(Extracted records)
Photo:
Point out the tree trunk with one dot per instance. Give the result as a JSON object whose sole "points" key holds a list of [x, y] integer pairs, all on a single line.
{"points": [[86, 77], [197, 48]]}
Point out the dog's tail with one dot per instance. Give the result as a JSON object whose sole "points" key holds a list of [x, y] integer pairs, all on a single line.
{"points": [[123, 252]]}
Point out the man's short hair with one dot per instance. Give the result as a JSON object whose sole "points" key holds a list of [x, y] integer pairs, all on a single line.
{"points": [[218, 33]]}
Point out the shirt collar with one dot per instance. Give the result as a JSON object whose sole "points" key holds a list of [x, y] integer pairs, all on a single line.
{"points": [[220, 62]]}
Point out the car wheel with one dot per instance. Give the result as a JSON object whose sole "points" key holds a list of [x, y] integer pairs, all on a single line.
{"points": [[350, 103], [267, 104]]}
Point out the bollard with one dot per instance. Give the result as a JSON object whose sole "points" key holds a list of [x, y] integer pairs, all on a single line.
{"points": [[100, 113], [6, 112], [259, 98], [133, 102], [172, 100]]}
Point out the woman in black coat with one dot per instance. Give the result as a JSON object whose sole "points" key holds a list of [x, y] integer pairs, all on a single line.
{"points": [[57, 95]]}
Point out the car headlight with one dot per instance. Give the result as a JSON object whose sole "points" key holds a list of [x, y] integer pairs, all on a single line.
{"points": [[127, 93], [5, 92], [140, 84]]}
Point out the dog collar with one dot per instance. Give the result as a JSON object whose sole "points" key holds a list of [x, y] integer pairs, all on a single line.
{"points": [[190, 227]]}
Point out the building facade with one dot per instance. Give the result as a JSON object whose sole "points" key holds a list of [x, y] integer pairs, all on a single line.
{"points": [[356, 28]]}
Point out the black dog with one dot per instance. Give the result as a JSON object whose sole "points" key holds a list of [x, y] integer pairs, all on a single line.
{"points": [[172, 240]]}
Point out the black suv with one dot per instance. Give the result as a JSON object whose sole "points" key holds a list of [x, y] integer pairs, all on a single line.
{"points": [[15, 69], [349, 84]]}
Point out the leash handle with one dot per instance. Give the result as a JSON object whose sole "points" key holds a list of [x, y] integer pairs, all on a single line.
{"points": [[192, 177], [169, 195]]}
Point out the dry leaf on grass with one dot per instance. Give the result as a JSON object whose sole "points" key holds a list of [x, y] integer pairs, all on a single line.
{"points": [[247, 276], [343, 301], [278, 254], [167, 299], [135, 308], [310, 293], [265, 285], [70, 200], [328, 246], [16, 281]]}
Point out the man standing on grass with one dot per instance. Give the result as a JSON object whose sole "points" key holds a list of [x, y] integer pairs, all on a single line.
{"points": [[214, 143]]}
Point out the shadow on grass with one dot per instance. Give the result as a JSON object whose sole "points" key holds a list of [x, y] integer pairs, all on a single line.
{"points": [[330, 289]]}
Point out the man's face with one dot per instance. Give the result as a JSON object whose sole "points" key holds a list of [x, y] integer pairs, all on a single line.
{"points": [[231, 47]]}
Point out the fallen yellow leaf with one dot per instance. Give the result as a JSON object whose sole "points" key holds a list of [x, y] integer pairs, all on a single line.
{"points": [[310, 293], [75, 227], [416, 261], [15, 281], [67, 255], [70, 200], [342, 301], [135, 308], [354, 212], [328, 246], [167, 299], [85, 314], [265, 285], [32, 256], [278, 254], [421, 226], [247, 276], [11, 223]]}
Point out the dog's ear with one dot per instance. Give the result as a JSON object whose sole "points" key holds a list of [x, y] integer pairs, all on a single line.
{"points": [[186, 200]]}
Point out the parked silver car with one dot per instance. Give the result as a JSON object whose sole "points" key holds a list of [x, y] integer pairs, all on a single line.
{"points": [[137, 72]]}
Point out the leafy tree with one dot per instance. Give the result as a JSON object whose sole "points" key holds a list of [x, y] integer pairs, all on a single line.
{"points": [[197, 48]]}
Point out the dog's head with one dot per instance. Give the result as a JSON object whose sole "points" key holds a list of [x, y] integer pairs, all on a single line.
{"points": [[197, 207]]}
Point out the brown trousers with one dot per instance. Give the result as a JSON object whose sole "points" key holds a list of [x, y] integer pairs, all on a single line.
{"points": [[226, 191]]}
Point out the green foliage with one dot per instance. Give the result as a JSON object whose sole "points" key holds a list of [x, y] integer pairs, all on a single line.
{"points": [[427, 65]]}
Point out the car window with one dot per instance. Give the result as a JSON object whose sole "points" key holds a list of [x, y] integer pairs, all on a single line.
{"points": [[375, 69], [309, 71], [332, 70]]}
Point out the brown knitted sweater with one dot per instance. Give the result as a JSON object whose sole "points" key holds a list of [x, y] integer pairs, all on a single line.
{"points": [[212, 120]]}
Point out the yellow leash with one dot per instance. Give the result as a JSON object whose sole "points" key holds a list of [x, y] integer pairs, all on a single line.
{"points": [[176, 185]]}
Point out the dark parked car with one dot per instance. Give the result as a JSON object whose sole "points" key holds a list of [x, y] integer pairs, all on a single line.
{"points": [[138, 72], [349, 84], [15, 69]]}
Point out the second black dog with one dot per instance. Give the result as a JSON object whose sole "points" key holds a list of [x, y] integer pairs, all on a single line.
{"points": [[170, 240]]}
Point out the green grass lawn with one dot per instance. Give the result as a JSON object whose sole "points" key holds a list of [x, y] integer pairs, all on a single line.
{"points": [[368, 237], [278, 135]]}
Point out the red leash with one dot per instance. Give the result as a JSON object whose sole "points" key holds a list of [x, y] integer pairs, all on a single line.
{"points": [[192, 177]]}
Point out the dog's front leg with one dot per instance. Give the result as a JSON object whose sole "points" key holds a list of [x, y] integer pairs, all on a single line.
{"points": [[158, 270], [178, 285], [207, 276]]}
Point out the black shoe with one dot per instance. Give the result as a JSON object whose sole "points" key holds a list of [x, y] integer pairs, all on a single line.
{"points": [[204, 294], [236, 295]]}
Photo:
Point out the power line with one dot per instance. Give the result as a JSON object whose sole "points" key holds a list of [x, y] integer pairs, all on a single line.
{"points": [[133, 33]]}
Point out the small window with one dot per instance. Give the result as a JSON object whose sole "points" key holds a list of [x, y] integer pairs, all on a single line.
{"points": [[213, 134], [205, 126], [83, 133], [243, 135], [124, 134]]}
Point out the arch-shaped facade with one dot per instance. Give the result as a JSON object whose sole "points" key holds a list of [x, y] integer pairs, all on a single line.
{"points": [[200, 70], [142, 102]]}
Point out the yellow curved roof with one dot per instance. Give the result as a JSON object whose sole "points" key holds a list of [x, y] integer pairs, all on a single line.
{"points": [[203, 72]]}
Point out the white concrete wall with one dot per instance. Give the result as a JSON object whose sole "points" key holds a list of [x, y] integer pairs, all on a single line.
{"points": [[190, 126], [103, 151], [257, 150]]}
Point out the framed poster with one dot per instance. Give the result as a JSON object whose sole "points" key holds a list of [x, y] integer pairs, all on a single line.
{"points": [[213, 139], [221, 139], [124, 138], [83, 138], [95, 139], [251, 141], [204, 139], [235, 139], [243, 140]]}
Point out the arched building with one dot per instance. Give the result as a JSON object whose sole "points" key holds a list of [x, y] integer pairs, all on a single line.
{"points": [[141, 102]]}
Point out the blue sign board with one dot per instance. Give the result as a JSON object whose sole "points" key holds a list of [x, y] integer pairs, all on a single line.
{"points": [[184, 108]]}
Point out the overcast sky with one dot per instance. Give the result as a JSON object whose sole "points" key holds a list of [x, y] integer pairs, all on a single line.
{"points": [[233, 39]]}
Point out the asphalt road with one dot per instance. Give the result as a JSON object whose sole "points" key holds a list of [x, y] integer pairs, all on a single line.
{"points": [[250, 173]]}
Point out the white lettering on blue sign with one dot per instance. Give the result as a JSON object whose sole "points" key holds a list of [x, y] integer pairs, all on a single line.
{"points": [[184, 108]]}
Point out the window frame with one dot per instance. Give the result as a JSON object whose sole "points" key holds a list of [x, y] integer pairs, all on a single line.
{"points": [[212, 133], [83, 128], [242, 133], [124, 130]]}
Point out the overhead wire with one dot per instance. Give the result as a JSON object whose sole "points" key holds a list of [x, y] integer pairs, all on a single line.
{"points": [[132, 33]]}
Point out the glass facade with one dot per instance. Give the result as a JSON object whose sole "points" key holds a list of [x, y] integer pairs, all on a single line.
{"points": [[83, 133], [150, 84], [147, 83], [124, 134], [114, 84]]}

The problem:
Return only the lines running from the line with "Point out the arched" to the last line of the records, both included, exactly as written.

Problem solution:
Point out the arched building with one dot per instance. Give the result as a JSON object whose sole "points" key holds a list of [x, y] integer pairs, all on a single line.
{"points": [[141, 102]]}
Point out the blue sign board with one dot per instance. Give the result as a JSON object whose sole "points" key holds a list of [x, y] integer pairs, all on a single line.
{"points": [[184, 108]]}
Point out the overcast sky with one dot per instance. Give the result as a JSON object whose sole "points" key holds a list of [x, y] integer pairs, all on a single line.
{"points": [[233, 39]]}
Point out the asphalt road with one dot per instance. Give the result as a JSON object whose sole "points" key holds a list of [x, y] integer pairs, all on a single line.
{"points": [[250, 173]]}
Point out the white lettering on blue sign with one dot per instance. Give the result as a JSON object whose sole "points" key holds a list of [x, y] integer pairs, all on a single line.
{"points": [[184, 108]]}
Point out the window frame with one dot per instance. Give the result as a JSON object whose sole "points" key holds a list of [x, y] integer pairs, all on a single line.
{"points": [[212, 133], [83, 128], [242, 133], [124, 130]]}
Point out the overhead wire with one dot per instance. Give the result as a JSON object whose sole "points" key holds a list of [x, y] integer pairs, all on a single line.
{"points": [[132, 33]]}
Point out the glass facade with one dot per instance. Give the result as a JSON object whose sole "points" key holds a list of [x, y] integer pairs, all on a single line.
{"points": [[83, 133], [150, 84], [147, 83], [124, 134], [114, 84]]}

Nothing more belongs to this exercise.